■ Work to be completed:
Write out exactly the lines running from the one with "Exercise. Spot the small white" to the end of the data, including both of those lines and excluding pictures.

══ Raw data

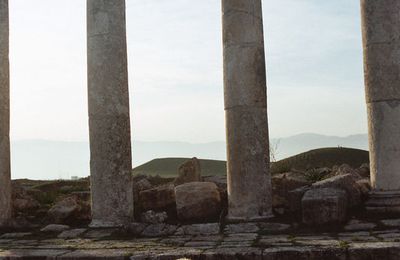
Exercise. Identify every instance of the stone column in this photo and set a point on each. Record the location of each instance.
(249, 181)
(109, 123)
(5, 172)
(381, 41)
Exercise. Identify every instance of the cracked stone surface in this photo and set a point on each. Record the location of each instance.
(205, 242)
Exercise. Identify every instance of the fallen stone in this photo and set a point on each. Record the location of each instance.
(54, 228)
(15, 235)
(190, 171)
(241, 228)
(199, 229)
(159, 230)
(219, 180)
(391, 222)
(152, 217)
(356, 225)
(159, 198)
(101, 233)
(198, 201)
(64, 209)
(345, 182)
(140, 185)
(273, 227)
(25, 204)
(285, 182)
(364, 186)
(136, 228)
(73, 233)
(295, 197)
(324, 206)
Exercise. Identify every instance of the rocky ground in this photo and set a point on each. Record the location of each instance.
(356, 240)
(319, 213)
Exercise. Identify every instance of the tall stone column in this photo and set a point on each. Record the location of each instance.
(381, 41)
(109, 123)
(249, 181)
(5, 172)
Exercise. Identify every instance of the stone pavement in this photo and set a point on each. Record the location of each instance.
(205, 241)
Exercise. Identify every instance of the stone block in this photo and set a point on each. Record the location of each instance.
(159, 198)
(198, 201)
(345, 182)
(324, 206)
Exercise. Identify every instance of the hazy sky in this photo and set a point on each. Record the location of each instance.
(314, 69)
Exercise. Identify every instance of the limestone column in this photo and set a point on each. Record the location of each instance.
(5, 172)
(249, 181)
(109, 123)
(381, 42)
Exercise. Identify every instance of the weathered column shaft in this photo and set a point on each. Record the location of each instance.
(249, 181)
(5, 172)
(381, 40)
(109, 120)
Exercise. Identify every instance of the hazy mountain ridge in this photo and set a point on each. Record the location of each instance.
(42, 159)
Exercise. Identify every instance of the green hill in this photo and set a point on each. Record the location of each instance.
(168, 167)
(325, 157)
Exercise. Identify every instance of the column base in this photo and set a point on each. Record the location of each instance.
(104, 224)
(383, 202)
(232, 219)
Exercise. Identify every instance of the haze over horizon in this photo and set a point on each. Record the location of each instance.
(314, 70)
(40, 159)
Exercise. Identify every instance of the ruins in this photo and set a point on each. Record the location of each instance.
(249, 182)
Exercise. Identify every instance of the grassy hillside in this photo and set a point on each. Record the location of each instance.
(168, 167)
(325, 157)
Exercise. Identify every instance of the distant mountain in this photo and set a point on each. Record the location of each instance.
(296, 144)
(41, 159)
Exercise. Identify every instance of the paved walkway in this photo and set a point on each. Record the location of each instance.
(205, 241)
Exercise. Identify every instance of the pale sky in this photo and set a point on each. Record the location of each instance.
(314, 69)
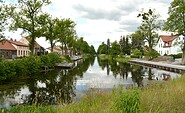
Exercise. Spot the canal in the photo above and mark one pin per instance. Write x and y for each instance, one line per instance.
(65, 86)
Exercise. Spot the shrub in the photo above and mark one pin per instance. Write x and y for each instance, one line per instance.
(7, 70)
(176, 55)
(127, 102)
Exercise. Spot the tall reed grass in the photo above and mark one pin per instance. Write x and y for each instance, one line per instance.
(165, 97)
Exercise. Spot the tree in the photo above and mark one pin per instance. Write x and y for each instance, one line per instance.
(176, 21)
(149, 26)
(4, 16)
(127, 46)
(115, 49)
(102, 49)
(122, 44)
(66, 32)
(27, 17)
(108, 46)
(137, 41)
(49, 29)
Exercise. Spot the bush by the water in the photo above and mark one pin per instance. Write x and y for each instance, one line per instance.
(176, 55)
(26, 65)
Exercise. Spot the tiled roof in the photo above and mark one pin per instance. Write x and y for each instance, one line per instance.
(166, 38)
(36, 44)
(18, 43)
(6, 45)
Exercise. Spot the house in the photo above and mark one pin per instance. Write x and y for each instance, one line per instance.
(7, 50)
(56, 49)
(166, 44)
(10, 49)
(22, 49)
(38, 49)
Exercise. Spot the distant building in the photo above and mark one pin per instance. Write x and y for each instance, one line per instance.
(22, 49)
(38, 49)
(166, 45)
(7, 50)
(10, 49)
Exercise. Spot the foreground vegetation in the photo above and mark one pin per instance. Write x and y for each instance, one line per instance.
(163, 97)
(27, 65)
(121, 59)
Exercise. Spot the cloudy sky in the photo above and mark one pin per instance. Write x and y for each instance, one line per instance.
(98, 20)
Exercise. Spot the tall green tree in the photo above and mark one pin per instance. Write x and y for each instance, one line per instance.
(66, 32)
(149, 27)
(115, 48)
(49, 28)
(108, 46)
(137, 40)
(5, 12)
(176, 21)
(127, 46)
(122, 44)
(102, 49)
(26, 17)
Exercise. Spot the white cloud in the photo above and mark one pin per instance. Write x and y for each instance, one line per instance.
(98, 20)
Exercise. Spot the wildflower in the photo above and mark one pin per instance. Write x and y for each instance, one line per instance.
(85, 97)
(104, 92)
(99, 92)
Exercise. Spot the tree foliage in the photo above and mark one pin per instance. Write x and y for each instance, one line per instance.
(115, 48)
(102, 49)
(176, 21)
(149, 27)
(49, 29)
(125, 45)
(27, 17)
(66, 32)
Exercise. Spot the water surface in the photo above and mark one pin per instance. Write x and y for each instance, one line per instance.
(65, 86)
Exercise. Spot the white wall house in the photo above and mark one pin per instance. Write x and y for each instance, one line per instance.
(166, 45)
(22, 49)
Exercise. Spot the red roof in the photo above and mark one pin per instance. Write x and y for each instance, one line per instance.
(6, 45)
(36, 44)
(166, 38)
(18, 43)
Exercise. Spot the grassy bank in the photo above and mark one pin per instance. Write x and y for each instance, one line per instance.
(110, 57)
(165, 97)
(27, 65)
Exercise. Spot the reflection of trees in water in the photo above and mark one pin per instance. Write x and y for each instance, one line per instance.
(124, 69)
(115, 68)
(59, 88)
(137, 74)
(55, 87)
(102, 63)
(150, 74)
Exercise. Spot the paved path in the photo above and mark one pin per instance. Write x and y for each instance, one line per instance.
(159, 64)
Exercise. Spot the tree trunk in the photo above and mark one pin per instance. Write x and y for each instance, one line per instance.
(183, 54)
(52, 46)
(32, 46)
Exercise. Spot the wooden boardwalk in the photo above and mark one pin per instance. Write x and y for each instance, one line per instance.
(160, 65)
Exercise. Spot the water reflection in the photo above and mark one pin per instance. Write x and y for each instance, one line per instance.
(65, 86)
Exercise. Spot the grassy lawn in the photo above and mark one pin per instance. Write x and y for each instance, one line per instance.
(163, 97)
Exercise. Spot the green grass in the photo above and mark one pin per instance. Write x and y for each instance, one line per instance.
(118, 59)
(163, 97)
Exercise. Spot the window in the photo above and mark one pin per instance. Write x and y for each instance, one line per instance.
(19, 52)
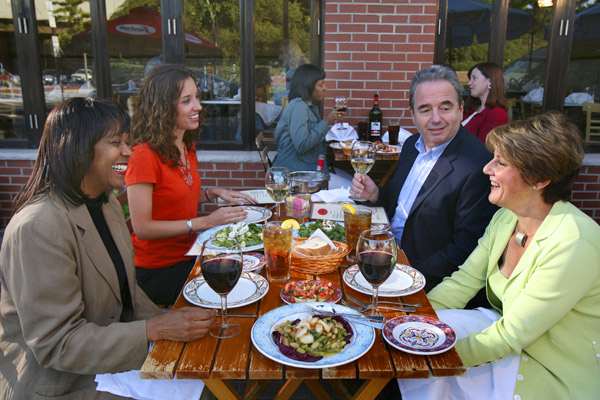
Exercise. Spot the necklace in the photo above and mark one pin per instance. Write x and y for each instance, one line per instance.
(186, 172)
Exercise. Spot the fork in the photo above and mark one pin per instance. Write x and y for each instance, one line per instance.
(395, 303)
(362, 309)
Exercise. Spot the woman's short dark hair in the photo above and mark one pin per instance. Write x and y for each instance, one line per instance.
(156, 112)
(304, 80)
(66, 150)
(497, 94)
(544, 147)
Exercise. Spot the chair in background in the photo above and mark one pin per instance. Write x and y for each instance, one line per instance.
(122, 197)
(592, 121)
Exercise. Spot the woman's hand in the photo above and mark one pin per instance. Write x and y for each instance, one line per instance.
(232, 196)
(333, 115)
(183, 325)
(364, 187)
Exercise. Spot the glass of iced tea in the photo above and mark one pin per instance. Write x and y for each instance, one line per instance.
(354, 224)
(278, 251)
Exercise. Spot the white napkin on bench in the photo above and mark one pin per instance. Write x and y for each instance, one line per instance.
(129, 384)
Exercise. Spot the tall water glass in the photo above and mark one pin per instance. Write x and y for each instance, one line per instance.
(222, 268)
(277, 183)
(377, 255)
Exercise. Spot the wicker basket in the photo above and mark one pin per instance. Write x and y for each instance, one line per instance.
(319, 264)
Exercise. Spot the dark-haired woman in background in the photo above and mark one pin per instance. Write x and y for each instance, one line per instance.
(163, 183)
(70, 305)
(300, 132)
(486, 106)
(538, 261)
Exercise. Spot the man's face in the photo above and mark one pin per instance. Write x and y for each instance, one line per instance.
(436, 113)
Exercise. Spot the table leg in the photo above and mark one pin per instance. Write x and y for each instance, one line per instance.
(222, 389)
(254, 388)
(370, 389)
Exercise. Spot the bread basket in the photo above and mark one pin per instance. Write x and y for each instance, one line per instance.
(319, 264)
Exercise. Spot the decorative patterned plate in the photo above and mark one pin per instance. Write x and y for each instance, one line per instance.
(250, 288)
(335, 297)
(403, 281)
(253, 261)
(256, 214)
(361, 342)
(418, 334)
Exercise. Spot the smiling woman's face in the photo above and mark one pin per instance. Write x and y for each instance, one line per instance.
(111, 156)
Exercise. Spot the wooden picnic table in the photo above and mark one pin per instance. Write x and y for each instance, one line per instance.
(216, 361)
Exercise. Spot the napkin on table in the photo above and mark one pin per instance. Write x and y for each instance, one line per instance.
(129, 384)
(335, 133)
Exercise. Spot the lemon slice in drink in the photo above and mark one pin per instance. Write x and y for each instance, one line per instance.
(290, 223)
(349, 208)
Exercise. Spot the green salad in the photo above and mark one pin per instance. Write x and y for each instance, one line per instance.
(333, 230)
(246, 234)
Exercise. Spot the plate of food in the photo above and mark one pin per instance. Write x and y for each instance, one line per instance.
(256, 214)
(270, 336)
(310, 291)
(333, 230)
(417, 334)
(403, 281)
(249, 236)
(383, 148)
(250, 288)
(253, 261)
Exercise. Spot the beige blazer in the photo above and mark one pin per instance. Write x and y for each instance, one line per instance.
(60, 304)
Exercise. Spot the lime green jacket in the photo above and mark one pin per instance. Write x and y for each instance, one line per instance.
(550, 304)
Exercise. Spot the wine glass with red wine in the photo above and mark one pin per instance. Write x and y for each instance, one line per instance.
(222, 268)
(341, 104)
(377, 254)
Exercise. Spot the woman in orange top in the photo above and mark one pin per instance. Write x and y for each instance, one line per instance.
(163, 184)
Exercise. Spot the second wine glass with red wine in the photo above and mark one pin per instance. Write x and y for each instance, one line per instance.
(377, 254)
(221, 268)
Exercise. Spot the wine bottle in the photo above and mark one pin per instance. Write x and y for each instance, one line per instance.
(204, 90)
(375, 119)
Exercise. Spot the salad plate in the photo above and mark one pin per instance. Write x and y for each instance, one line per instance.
(417, 334)
(362, 339)
(250, 288)
(403, 281)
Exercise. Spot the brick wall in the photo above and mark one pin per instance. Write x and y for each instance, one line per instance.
(242, 176)
(376, 46)
(14, 174)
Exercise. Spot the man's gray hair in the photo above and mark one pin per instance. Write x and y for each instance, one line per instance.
(432, 74)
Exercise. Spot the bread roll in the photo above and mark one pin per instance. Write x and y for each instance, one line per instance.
(315, 246)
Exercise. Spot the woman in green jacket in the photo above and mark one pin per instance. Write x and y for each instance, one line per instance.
(538, 261)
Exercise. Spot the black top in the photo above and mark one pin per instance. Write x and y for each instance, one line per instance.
(94, 206)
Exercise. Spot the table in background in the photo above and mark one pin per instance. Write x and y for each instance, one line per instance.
(215, 361)
(382, 171)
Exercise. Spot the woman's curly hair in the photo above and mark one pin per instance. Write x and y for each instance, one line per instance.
(156, 112)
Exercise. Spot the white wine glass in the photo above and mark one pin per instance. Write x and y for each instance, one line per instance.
(221, 268)
(362, 158)
(341, 104)
(377, 254)
(277, 183)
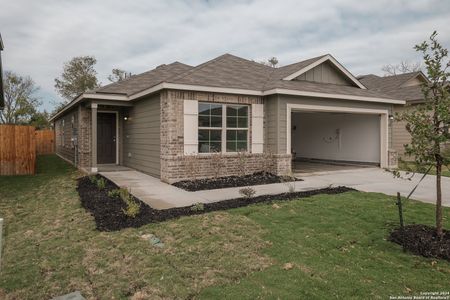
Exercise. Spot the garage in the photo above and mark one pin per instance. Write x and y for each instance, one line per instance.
(324, 139)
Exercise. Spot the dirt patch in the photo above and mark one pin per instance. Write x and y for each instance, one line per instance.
(422, 240)
(109, 215)
(232, 181)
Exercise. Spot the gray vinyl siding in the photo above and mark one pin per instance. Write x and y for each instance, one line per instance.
(325, 73)
(272, 123)
(279, 136)
(141, 136)
(65, 134)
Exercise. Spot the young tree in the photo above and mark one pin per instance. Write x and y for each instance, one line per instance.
(40, 120)
(20, 102)
(428, 124)
(118, 75)
(401, 68)
(78, 77)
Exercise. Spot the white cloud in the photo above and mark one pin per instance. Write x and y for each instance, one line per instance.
(139, 35)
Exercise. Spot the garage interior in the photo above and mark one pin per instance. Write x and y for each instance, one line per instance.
(334, 141)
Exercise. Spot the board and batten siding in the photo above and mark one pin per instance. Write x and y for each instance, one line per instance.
(325, 73)
(279, 136)
(141, 136)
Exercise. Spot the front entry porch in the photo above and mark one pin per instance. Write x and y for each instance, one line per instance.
(106, 136)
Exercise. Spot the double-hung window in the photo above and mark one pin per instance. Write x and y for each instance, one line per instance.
(222, 127)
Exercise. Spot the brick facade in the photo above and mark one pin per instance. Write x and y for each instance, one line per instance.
(176, 166)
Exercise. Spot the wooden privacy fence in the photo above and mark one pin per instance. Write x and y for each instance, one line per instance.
(45, 141)
(17, 150)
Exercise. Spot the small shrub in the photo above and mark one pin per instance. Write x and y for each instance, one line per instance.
(101, 183)
(247, 192)
(289, 181)
(192, 167)
(133, 207)
(114, 193)
(93, 179)
(217, 164)
(268, 162)
(198, 207)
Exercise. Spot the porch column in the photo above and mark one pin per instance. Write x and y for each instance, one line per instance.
(384, 140)
(94, 137)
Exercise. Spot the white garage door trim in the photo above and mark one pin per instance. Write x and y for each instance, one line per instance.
(383, 123)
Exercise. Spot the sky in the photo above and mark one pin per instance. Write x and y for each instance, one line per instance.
(138, 35)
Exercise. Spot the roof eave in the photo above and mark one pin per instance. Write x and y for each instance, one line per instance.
(325, 58)
(200, 88)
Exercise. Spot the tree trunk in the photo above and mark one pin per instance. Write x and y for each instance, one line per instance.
(438, 199)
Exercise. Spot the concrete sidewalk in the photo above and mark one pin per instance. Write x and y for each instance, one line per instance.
(161, 195)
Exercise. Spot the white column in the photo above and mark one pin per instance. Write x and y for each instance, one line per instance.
(94, 137)
(257, 128)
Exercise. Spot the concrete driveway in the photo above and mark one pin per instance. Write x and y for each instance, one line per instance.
(380, 181)
(161, 195)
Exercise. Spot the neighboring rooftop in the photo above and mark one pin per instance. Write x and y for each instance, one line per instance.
(405, 86)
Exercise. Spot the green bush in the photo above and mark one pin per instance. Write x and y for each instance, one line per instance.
(133, 207)
(198, 207)
(93, 179)
(247, 192)
(114, 193)
(101, 183)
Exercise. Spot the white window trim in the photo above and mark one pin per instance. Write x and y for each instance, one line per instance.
(257, 120)
(224, 128)
(190, 127)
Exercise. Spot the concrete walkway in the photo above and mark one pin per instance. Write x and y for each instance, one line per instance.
(161, 195)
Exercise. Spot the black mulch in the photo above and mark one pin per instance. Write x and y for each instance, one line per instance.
(109, 216)
(231, 181)
(422, 240)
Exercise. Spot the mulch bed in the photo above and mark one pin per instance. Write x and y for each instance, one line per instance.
(422, 240)
(232, 181)
(109, 216)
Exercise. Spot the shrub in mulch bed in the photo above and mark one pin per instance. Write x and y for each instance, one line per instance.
(108, 214)
(232, 181)
(422, 240)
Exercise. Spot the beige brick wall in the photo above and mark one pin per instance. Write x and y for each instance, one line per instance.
(175, 166)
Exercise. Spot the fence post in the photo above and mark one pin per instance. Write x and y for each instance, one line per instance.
(400, 215)
(1, 239)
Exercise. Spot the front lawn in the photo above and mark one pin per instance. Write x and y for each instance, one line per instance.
(325, 246)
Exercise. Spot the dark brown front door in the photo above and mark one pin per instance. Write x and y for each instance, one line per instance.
(106, 138)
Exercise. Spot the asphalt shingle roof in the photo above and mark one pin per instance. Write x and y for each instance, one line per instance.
(392, 85)
(138, 83)
(229, 71)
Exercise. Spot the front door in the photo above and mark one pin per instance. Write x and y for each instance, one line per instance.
(106, 138)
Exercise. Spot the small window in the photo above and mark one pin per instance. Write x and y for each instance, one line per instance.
(222, 128)
(62, 133)
(237, 128)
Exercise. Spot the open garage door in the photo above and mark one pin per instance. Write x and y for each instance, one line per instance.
(338, 136)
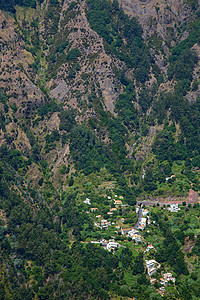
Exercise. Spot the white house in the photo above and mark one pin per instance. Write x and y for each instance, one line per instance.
(174, 207)
(87, 201)
(145, 212)
(112, 246)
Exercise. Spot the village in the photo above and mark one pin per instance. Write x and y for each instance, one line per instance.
(123, 233)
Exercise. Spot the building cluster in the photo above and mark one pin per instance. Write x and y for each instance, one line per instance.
(150, 247)
(174, 207)
(108, 245)
(152, 265)
(166, 278)
(134, 234)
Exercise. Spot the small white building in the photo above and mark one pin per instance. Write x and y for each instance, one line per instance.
(112, 246)
(174, 207)
(87, 201)
(145, 212)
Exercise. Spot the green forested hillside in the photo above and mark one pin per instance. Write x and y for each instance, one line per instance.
(99, 111)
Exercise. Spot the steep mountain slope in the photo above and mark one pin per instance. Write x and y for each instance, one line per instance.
(94, 93)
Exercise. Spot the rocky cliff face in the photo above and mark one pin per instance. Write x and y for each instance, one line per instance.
(52, 52)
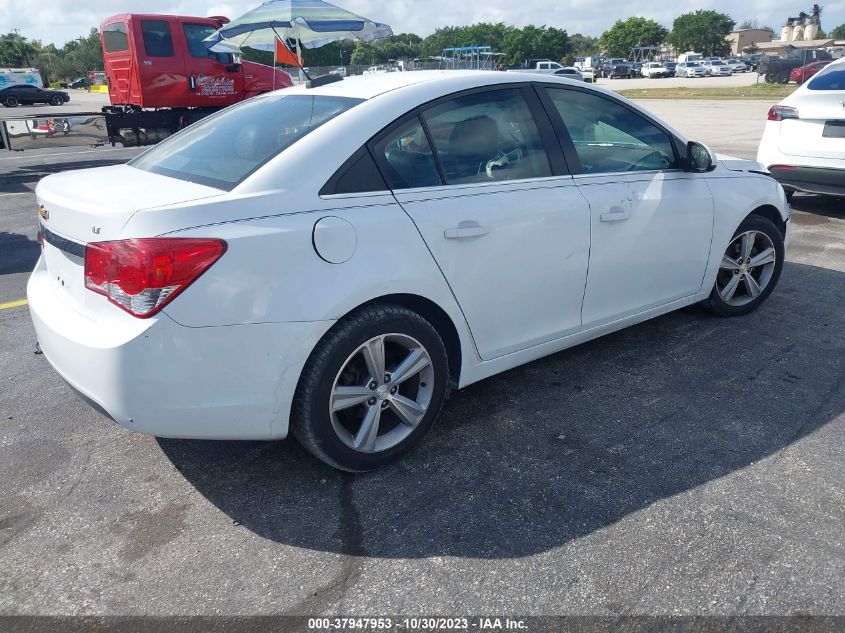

════

■ Solution to this problem:
Exercise. Spot the small white building in the photo above and mark one pin per instance. Write x and y for each instance, one line per instance.
(112, 246)
(174, 207)
(87, 201)
(145, 212)
Exercise. Spot the green forested hillside in the photo above and mark one pin per instance. Write x and y for each instance, one line per instance.
(99, 111)
Exercise. Spot the steep mountain slope in the photo above and mark one pin per instance. Write x and y for each instance, one line per instance.
(94, 93)
Exercise. Spot the rocky cliff face in the photo above and mark one pin per instance. Write x and y for each instance, one line per instance.
(52, 52)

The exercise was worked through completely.